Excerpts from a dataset

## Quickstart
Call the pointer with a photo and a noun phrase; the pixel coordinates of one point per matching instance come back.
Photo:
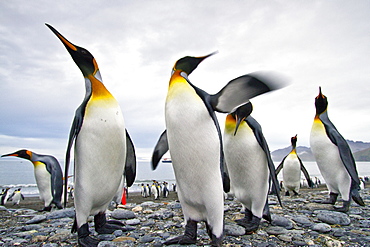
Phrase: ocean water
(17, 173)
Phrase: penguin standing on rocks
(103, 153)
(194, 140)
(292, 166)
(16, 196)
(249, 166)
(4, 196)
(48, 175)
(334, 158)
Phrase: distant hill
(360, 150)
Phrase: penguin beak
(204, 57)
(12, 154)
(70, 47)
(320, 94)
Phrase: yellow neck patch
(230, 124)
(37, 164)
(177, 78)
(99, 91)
==
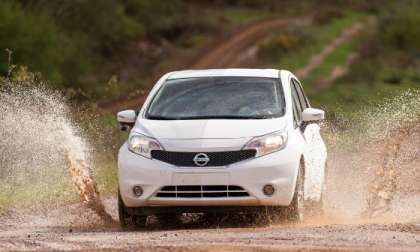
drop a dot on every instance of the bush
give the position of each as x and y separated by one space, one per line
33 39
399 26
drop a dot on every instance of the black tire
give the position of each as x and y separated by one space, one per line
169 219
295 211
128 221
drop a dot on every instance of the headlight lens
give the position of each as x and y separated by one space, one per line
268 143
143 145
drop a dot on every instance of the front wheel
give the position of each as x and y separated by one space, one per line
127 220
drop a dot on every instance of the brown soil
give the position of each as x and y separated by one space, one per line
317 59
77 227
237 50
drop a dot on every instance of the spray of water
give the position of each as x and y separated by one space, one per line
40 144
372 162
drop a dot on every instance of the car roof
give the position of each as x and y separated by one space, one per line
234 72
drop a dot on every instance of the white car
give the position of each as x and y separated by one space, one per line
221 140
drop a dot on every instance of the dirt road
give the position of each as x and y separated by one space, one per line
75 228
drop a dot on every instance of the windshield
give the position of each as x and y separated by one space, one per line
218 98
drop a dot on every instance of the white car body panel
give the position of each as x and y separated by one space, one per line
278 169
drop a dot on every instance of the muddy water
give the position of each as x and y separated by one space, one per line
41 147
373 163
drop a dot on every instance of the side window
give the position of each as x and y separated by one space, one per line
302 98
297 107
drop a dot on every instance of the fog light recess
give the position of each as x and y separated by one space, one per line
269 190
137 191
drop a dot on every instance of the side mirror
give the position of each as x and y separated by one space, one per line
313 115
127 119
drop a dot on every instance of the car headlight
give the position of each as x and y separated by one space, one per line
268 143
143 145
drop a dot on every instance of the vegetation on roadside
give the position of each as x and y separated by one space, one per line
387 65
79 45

**YOUR INSTRUCTIONS**:
Each line of the entries where the string "white" occurs should be shown.

**ANSWER SECTION**:
drop a dot on every instance of the white car
drop a dot on every instance of the white car body panel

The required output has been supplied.